§ Document extract
The Book of Llandaff was written under Bishop Urban, following the Norman invasion of Wales when the Diocese of Llandaff was competing against the diocese of St Davids and Hereford. The book relates the narrative of King Tewdrig's life and justifies a number of Llandaff's claims by detailing an ancient charter of King Meurig ap Tewdrig that granted the territories at Mathern to Llandaff. Land given to a church by a King could also be claimed by secular rulers in medieval Welsh law. However, by emphasising the martyrdom story, the Mathern became classified as a merthyr (a martyr's shrine), making the territory sacrosanct, and an act of sacrilege for any rival bishop or Norman lord to seize it.

§ Raw data
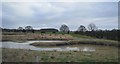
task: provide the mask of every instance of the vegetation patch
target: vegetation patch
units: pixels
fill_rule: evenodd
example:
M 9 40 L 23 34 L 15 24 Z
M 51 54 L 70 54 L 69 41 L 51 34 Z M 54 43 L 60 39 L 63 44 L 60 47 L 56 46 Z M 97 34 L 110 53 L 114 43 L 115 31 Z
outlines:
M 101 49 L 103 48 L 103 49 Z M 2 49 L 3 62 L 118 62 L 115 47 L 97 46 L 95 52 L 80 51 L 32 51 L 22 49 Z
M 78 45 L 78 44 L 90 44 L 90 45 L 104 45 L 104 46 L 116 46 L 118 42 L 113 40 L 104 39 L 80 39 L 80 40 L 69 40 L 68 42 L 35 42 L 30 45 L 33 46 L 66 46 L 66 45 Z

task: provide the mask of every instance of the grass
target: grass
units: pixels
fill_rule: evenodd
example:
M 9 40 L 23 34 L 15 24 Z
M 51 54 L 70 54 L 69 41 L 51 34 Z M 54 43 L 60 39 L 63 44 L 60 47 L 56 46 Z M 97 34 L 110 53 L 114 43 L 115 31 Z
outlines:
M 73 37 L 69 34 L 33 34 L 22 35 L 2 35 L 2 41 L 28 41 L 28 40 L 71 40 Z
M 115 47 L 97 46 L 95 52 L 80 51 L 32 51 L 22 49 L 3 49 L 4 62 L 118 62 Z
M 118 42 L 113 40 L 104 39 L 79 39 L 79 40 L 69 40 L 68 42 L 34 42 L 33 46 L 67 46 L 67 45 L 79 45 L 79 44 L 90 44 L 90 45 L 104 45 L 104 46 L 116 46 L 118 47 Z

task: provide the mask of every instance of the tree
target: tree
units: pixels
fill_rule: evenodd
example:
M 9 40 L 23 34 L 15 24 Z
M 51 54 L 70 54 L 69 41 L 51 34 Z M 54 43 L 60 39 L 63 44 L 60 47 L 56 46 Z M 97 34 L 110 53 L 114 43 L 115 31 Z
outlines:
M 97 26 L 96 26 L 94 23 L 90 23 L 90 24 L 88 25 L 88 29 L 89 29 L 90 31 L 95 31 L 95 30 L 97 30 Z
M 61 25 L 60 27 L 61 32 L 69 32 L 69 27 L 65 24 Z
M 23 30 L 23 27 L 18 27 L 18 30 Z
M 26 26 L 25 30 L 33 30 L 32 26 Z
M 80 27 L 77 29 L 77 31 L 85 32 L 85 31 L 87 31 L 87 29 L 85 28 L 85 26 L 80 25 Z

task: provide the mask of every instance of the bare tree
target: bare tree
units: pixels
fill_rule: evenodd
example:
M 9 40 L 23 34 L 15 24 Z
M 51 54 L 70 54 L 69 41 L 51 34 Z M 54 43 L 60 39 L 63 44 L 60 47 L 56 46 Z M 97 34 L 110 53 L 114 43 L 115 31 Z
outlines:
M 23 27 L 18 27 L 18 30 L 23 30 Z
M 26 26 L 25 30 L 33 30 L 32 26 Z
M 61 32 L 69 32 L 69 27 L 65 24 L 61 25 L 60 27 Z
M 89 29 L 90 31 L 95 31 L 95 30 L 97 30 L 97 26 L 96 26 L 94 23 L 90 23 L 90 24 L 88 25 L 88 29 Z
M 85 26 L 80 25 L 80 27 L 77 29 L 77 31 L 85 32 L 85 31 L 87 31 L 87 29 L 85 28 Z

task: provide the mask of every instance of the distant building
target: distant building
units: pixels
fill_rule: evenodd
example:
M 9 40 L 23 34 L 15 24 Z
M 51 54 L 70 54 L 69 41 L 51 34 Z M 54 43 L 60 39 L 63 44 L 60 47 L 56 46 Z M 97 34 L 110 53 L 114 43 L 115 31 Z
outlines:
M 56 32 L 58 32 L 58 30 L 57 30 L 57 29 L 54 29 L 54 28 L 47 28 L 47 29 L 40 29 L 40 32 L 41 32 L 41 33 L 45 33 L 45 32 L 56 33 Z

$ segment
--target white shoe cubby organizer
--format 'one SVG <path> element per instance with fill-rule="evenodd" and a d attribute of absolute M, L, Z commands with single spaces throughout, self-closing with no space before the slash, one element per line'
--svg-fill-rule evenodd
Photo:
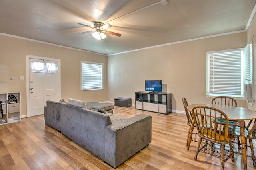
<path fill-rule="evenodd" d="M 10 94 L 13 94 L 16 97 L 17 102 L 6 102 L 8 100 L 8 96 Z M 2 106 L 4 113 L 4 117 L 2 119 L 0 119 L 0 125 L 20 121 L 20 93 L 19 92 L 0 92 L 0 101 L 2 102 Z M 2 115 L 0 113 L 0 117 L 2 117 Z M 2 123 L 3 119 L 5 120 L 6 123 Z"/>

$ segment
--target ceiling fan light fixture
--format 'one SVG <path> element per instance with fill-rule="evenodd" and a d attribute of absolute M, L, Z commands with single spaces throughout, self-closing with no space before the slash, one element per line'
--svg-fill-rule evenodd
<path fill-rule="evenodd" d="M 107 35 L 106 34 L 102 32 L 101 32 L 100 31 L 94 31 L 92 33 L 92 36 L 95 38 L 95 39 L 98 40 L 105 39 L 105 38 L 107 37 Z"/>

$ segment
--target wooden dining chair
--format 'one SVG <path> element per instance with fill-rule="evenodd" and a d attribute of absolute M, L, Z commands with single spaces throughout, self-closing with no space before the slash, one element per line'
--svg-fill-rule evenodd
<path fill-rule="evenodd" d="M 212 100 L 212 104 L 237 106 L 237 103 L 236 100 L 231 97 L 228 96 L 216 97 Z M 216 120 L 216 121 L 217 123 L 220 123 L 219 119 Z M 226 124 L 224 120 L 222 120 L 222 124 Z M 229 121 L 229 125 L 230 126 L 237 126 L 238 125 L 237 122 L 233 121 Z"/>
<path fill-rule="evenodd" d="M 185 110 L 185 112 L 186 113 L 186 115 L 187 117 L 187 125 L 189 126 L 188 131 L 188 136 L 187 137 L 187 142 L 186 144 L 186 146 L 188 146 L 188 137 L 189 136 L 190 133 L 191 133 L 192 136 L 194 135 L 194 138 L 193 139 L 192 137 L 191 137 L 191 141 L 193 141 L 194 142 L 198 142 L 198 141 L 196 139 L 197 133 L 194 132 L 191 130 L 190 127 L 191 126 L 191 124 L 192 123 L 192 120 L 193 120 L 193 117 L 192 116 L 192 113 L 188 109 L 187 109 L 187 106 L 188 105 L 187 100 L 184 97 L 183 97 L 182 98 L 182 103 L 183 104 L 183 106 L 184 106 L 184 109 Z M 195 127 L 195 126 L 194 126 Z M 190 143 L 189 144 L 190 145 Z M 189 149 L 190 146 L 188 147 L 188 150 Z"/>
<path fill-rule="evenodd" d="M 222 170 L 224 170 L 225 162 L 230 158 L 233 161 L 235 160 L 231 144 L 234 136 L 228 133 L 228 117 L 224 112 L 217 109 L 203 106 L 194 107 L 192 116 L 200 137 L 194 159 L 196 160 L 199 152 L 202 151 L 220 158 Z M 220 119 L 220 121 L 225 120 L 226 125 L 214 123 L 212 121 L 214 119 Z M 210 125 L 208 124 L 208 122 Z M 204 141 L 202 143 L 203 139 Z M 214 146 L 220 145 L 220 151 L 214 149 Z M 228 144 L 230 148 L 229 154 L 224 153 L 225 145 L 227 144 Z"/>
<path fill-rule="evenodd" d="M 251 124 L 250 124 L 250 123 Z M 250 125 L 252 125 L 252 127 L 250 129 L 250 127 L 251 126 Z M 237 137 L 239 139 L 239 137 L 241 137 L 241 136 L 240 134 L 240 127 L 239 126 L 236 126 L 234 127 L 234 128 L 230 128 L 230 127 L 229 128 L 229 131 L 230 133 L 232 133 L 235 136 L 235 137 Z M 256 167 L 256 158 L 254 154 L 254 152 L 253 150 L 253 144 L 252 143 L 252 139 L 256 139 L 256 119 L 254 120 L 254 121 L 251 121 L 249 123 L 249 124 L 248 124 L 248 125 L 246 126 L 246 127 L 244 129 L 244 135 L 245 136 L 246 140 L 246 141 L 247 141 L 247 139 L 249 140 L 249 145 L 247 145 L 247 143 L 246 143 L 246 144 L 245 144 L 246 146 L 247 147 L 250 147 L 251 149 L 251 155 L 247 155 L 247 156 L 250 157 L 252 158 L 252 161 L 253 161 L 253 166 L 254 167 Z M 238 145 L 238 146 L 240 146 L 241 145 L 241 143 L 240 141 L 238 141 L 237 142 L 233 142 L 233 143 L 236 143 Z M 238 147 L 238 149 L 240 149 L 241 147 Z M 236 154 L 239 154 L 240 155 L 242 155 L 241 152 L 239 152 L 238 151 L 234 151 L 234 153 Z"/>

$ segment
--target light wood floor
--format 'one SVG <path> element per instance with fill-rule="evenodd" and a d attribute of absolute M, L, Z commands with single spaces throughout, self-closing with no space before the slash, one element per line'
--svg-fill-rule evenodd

---

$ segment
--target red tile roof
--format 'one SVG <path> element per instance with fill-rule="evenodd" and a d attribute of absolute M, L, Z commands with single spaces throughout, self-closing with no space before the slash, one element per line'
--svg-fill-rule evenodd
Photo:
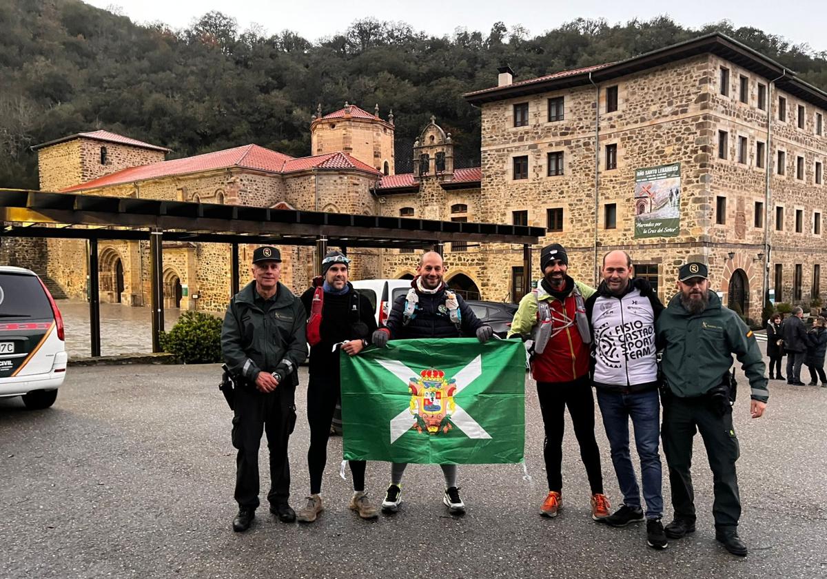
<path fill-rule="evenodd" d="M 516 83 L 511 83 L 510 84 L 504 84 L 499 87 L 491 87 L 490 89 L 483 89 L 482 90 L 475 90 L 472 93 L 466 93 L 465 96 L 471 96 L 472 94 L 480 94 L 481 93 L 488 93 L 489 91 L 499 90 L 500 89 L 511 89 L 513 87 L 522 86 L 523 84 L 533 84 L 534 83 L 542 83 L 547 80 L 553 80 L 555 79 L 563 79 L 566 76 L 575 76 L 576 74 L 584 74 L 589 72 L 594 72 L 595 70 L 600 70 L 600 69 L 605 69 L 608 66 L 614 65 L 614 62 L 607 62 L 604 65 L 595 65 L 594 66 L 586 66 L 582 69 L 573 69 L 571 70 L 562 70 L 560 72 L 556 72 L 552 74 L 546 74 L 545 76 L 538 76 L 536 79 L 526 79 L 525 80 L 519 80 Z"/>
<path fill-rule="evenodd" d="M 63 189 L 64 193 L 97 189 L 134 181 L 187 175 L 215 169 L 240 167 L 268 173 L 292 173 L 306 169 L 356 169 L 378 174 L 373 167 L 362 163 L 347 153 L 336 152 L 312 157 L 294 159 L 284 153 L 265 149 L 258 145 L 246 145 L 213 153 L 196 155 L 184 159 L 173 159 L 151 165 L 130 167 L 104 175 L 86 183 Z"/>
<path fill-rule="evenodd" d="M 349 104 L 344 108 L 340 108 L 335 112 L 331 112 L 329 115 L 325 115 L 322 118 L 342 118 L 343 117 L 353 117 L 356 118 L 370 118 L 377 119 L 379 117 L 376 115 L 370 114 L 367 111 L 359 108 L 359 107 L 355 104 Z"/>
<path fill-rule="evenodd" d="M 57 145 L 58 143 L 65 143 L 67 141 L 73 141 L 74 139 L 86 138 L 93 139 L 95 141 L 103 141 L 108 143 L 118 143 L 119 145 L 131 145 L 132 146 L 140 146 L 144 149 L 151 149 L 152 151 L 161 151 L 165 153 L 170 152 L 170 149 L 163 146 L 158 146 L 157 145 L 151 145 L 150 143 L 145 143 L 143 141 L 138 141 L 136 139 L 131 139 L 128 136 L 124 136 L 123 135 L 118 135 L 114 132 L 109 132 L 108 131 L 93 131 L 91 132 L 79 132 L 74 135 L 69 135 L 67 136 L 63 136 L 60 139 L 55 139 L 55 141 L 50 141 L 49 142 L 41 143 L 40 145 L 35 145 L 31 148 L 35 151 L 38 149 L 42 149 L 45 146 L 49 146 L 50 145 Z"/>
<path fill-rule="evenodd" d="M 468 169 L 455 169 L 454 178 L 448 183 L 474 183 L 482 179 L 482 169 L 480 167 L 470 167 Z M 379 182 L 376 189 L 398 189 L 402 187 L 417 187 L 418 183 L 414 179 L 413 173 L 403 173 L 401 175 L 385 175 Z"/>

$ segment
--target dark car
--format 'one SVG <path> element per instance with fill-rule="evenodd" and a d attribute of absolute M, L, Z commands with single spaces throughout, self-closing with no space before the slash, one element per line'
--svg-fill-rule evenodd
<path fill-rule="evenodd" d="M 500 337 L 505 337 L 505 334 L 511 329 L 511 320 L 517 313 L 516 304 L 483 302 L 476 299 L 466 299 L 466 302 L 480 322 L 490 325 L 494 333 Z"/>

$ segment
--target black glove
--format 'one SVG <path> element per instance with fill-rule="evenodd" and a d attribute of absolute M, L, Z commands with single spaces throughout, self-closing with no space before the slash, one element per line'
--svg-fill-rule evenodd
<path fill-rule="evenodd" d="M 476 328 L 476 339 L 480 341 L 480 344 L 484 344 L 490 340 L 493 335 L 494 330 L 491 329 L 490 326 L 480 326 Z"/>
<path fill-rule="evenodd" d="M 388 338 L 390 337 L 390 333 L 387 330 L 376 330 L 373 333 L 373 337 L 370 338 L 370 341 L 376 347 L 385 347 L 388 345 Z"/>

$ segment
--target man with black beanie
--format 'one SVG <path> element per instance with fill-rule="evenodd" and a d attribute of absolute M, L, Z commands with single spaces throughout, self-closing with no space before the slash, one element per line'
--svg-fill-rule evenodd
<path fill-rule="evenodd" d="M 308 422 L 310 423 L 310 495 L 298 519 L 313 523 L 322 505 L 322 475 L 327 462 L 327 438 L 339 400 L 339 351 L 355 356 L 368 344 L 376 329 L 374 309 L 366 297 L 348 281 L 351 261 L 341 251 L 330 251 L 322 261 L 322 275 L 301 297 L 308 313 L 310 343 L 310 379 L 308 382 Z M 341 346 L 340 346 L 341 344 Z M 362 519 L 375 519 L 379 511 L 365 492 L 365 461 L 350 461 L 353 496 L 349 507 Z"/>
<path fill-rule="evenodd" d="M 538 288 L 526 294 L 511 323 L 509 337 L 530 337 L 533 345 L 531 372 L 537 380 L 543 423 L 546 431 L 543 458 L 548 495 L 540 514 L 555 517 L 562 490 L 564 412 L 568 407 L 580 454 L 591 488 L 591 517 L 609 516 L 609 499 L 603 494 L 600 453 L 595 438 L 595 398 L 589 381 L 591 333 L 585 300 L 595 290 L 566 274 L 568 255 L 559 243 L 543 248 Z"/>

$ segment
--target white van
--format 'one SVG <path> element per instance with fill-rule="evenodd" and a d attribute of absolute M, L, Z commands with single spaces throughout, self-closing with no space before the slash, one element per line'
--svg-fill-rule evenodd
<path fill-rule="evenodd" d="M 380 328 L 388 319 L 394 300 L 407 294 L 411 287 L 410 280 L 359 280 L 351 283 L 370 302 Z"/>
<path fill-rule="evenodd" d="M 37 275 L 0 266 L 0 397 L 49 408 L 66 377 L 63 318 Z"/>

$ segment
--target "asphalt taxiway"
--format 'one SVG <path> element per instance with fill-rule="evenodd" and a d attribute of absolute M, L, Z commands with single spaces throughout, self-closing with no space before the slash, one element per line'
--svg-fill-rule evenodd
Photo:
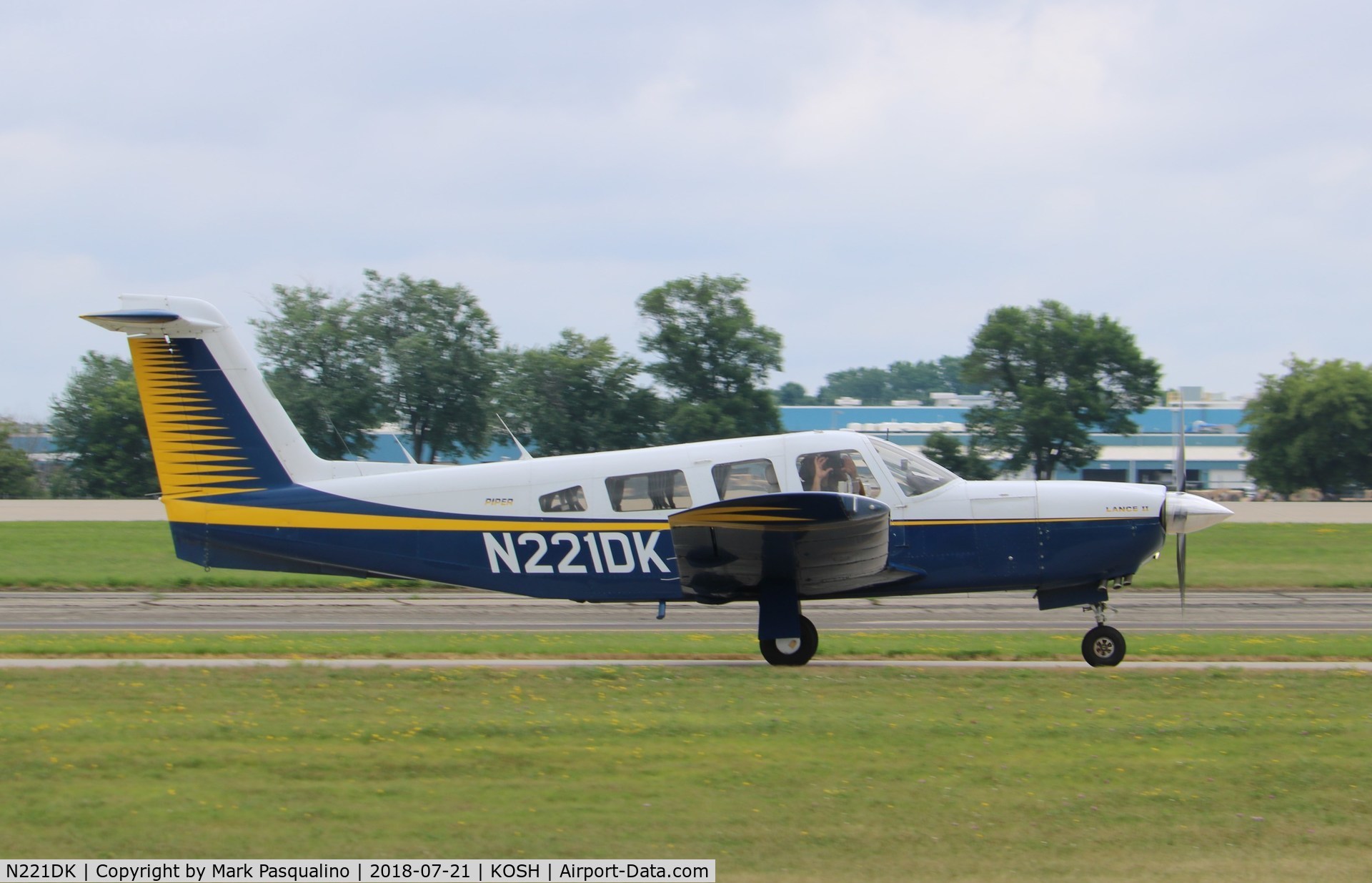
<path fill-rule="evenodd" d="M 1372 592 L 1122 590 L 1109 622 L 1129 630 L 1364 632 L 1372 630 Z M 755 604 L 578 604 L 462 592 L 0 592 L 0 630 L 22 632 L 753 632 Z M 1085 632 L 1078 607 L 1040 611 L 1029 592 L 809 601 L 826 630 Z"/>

§ Activity A
Write out the stretch of the Book of Llandaff passage from "The Book of" through "to seize it.", switching "sacrilege" to "desecration".
§ Activity B
Resume the passage about the Book of Llandaff after its last sentence.
Nothing in the records is needed here.

§ Answer area A
The Book of Llandaff was written under Bishop Urban, following the Norman invasion of Wales when the Diocese of Llandaff was competing against the diocese of St Davids and Hereford. The book relates the narrative of King Tewdrig's life and justifies a number of Llandaff's claims by detailing an ancient charter of King Meurig ap Tewdrig that granted the territories at Mathern to Llandaff. Land given to a church by a King could also be claimed by secular rulers in medieval Welsh law. However, by emphasising the martyrdom story, the Mathern became classified as a merthyr (a martyr's shrine), making the territory sacrosanct, and an act of desecration for any rival bishop or Norman lord to seize it.

§ Answer area B
=== Other sources ===
Tewdrig is not mentioned by Nennius in the Historia Brittonum (c. 850). Lloyd's History of Wales (1911) mentions the Book of Llandaff's account of Tewdrig's combat at the crossing of the Wye, and notes that Merthyr Tewdrig is now called Mathern, but adds nothing further. Nedelec's History of the Early Cambro-British Christians (1879) retells the story from the Book of Llandaff, adding a number of unattributed details which are colourful but inconsequential. Turner's History of the Anglo-Saxons (1799) repeats the accounts of the Book of Llandaff and Bishop Godwin (citing Ussher as the source), but then adds that the Saxons in question were those of Wessex, led by Ceolwulf. No authority is provided for this claim.